• ACTIVITY A:
Do these statements agree with the passage on maternal nutrition? Answer yes or no for each, and quote the words of the passage that decide it.
(i) A mother's BMI before pregnancy strongly predicts her child's future BMI.
(ii) High fat diets draw more than half of total calories from fat.
(iii) Epigenetics works by changing the core DNA sequence.
• ACTIVITY B:
Using the passage on maternal nutrition, answer each question on its own line:
(i) Apart from nutrition, which three topics does the passage name as possible parts of the discussion?
(ii) What two sources does the prediction of a child's BMI come from?
(iii) What kind of diet do high fat diets essentially mirror?
• ACTIVITY C: Can you extend the passage on maternal nutrition, picking up after its final sentence?

Potential mothers, new mothers and mothers of multiples often worry about how their nutrition will affect their children. With the high rates of childhood obesity, some mothers worry more than ever about what they are putting in their bodies. Although this could be a discussion that includes pesticides on food, chemicals in cleaners and even air pollution, let’s just focus on nutrition.

 

It has been shown that a strong predictor of a child’s future BMI is the mother’s pre-pregnancy BMI (Schou-Anderson et al, 2012). This prediction comes from two sources, environment (how parents eat directly influences how children eat) and genetics (especially epigenetics). Epigenetics is how our cells control gene expression without changing the core DNA sequence and can include both DNA methylation and histone modification. It is consistently reported that maternal diet can directly alter DNA binding sites (Aagaard-Tillery et al, 2008) and DNA methylation (Dudley et al, 2011) in the offspring of mothers fed high fat diets. High fat diets contain energy dense foods consisting of >45% of total calories from fat, essentially mirroring the typical Western diet, which is full of highly palatable, highly processed energy dense foods. While this is certainly not a comprehensive list of publications on this topic, it is safe to say that maternal diet can influence an offspring’s risk of developing obesity through epigenetics (a nice review here). Hence the idea that whatever you eat, your baby also experiences.

• DATASET EXCERPT:
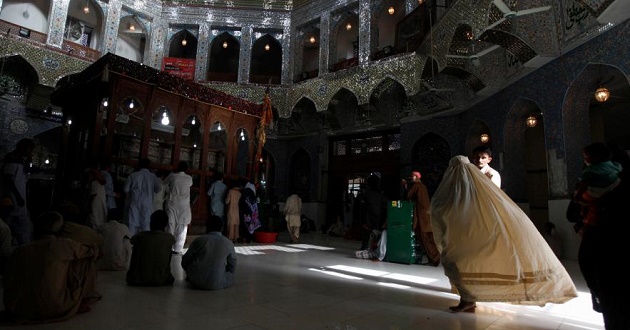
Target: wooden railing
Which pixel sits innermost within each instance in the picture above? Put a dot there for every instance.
(38, 39)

• EXPECTED OUTPUT A:
(i) Yes: "a strong predictor of a child’s future BMI is the mother’s pre-pregnancy BMI"
(ii) No: "consisting of >45% of total calories from fat"
(iii) No: "without changing the core DNA sequence"

• EXPECTED OUTPUT B:
(i) Pesticides on food, chemicals in cleaners and air pollution
(ii) Environment and genetics
(iii) The typical Western diet

• EXPECTED OUTPUT C:
 

While this may not be a novel concept, it is more important than ever to educate mothers (and fathers!) about the influence their diet could have on their future children’s body composition and their overall risk for obesity-associated diseases. While this information may initially leave parents anxiously asking questions like “Is there anything I can do?!”; “Is the damage already done?”; or “What could I have done differently?”, our goal is to provide information that is both reassuring and accurate knowing that with the right nutritional decisions, your child will be just fine!

 

Multiple studies have shown interventions in eating patterns and exercise work for reducing obesity and risk for associated diseases (reviewed here, here, here, here, here etc.).

 

The trick? Implementing these changes in your families diet and exercise routines to change the trajectory that epigenetics may have imposed when your little one was no larger than a grain of rice.